**ACTIVITY LIST**
[1] Return the passage on background monitors and security word for word, from "Background monitors¶" up to and including "normal AI turn.".
[2] Resume the passage on background monitors and security, writing on from its final sentence.

**TEXT EXCERPT**

<<<<

Background monitors¶
MonitorRegistry (data/monitor/MonitorRegistry.kt) is a Hilt singleton
with an app-scoped SupervisorJob + Dispatchers.Default. Each active
monitor owns one SSE subscription and is edge-triggered — an alert
fires only when the predicate flips false→true. The chat surface shows
a MonitorChipStrip between the header and the message list while any
monitor is armed; tapping a chip's cancel button calls cancelAll() /
cancel(id).
Alerts post into the chat as assistant messages via
ChatRepository.append, so they survive app restarts and show up in
history exactly like a normal AI turn.
Security Model¶
Safety — User confirmation¶
All write operations require explicit user approval in the app:
| Operation | Requires Confirmation |
|---|---|
| Read topics, list nodes, get params | No (always allowed) |
| Publish to topic | Yes |
| Call service | Yes |
| Set parameter | Yes |
| Send action goal | Yes |
| Lifecycle transitions | Yes |
| ros2_control writes | Yes |
| Component load/unload/standalone | Yes |
The AI agent proposes an action → the chat surface auto-renders a
ConfirmationCard showing the proposed args (with diff against the
current value for ros_set_parameter) → the user taps Approve in the
card → only then does AiProxyLoop mint the X-Scry-Confirm nonce and
dispatch the tool. The exact write set is enforced by
McpToolCatalog.WRITE_TOOLS and the connect's write=True tags; a CI
parity test keeps the two in sync.
Network security¶
The default posture is open mode on RFC1918 / loopback — the connect
rejects callers from public IPs unless --public-internet is passed.
This matches rosbridge / foxglove_bridge conventions and avoids the SSH
copy-paste friction of mandatory tokens during day-to-day debugging.

>>>>

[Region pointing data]
<<<<

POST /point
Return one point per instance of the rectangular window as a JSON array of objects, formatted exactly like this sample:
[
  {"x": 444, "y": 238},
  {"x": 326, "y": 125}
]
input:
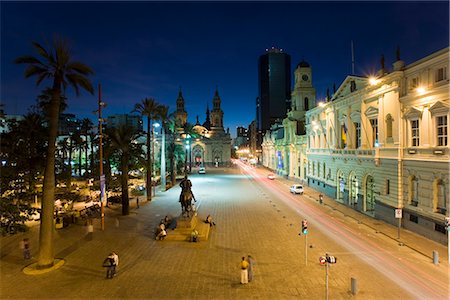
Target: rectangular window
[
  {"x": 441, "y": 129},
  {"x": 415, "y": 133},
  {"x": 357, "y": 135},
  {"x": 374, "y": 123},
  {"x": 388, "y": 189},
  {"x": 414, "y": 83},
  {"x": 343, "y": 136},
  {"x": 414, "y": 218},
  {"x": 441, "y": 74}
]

>>>>
<<<<

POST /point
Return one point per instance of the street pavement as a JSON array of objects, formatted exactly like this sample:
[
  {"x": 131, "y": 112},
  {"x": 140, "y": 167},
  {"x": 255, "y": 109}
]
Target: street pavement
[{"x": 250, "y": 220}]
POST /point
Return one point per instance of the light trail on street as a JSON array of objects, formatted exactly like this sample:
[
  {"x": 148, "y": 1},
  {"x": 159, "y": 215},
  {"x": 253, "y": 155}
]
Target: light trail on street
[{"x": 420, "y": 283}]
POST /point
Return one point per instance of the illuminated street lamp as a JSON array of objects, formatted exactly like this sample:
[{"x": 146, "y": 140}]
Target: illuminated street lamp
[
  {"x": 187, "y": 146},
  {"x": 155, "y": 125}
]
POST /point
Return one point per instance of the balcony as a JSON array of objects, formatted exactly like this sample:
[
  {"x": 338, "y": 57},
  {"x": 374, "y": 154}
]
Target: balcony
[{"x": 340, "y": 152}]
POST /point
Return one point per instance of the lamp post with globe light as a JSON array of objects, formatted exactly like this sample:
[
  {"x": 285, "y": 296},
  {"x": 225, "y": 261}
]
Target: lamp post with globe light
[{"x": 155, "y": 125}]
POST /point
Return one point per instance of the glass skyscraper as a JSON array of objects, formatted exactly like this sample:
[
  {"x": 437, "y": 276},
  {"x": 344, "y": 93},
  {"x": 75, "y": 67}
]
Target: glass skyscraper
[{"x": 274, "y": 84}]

>>>>
<<<<

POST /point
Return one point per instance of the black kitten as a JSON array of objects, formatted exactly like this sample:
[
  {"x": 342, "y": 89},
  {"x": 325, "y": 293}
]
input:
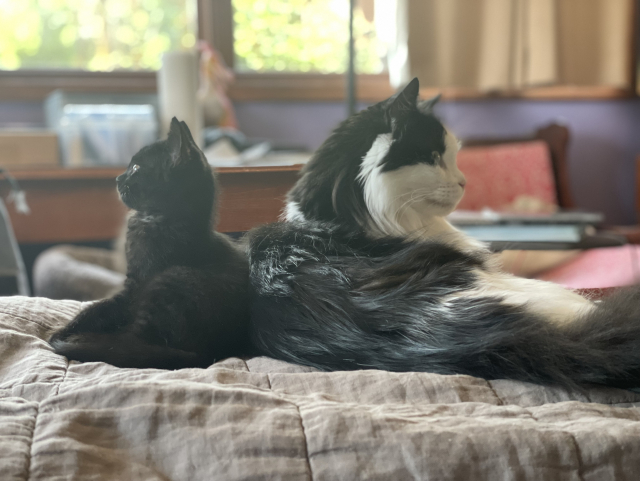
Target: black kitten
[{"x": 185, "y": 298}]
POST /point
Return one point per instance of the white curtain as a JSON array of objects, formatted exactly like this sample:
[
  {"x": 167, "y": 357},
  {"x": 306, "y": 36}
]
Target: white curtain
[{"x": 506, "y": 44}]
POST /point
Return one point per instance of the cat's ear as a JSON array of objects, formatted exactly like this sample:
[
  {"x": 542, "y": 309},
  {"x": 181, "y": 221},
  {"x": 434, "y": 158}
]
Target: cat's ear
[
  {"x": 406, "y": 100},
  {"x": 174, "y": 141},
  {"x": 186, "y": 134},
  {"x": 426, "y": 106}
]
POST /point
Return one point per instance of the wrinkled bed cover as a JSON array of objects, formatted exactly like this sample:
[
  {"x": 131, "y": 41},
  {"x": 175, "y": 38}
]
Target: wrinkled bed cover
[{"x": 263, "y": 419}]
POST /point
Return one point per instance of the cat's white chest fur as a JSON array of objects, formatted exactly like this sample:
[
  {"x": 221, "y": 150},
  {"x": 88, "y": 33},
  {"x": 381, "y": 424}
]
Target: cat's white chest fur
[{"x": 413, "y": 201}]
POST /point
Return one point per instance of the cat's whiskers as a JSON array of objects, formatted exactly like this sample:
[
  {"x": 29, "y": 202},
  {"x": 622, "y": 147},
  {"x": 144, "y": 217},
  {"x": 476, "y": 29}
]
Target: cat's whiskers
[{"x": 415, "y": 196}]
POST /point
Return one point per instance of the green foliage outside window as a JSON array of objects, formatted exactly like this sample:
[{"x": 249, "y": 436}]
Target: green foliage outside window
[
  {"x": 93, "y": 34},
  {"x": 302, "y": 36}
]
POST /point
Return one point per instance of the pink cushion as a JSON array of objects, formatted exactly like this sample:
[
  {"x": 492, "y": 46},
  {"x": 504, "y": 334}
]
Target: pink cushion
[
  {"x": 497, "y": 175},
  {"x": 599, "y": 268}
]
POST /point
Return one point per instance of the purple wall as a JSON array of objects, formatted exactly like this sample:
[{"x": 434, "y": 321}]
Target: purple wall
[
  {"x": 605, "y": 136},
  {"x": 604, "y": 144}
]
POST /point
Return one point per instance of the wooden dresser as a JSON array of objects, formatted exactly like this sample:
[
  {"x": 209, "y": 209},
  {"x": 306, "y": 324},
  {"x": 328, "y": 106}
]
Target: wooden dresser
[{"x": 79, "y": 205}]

>>>>

**ANSWERS TO THIS EXERCISE**
[1]
Background monitors¶
MonitorRegistry (data/monitor/MonitorRegistry.kt) is a Hilt singleton
with an app-scoped SupervisorJob + Dispatchers.Default. Each active
monitor owns one SSE subscription and is edge-triggered — an alert
fires only when the predicate flips false→true. The chat surface shows
a MonitorChipStrip between the header and the message list while any
monitor is armed; tapping a chip's cancel button calls cancelAll() /
cancel(id).
Alerts post into the chat as assistant messages via
ChatRepository.append, so they survive app restarts and show up in
history exactly like a normal AI turn.

[2]
Hardening modes are opt-in CLI flags:
--token— pair via QR from the phone; writes require a one-shotX-Scry-Confirmnonce (server.call_toolenforces this server-side)--mtls— mutual TLS, same nonce requirement--public-internet— required to bind on a non-RFC1918 address
API keys (Anthropic / OpenAI / Gemini) are stored in
EncryptedSharedPreferences (AES-256, backed by Android Keystore) and
sent only to the provider's API.
Full audit + remediation history: docs/SECURITY_AUDIT.md.
Multi-Robot Support¶
Each robot runs its own scry-connect instance. The app maintains:
- A list of saved robots (IP + ports, stored in Room DB)
- One active connection at a time, swappable mid-session
- Separate chat conversations per robot (sessions are keyed by robot id)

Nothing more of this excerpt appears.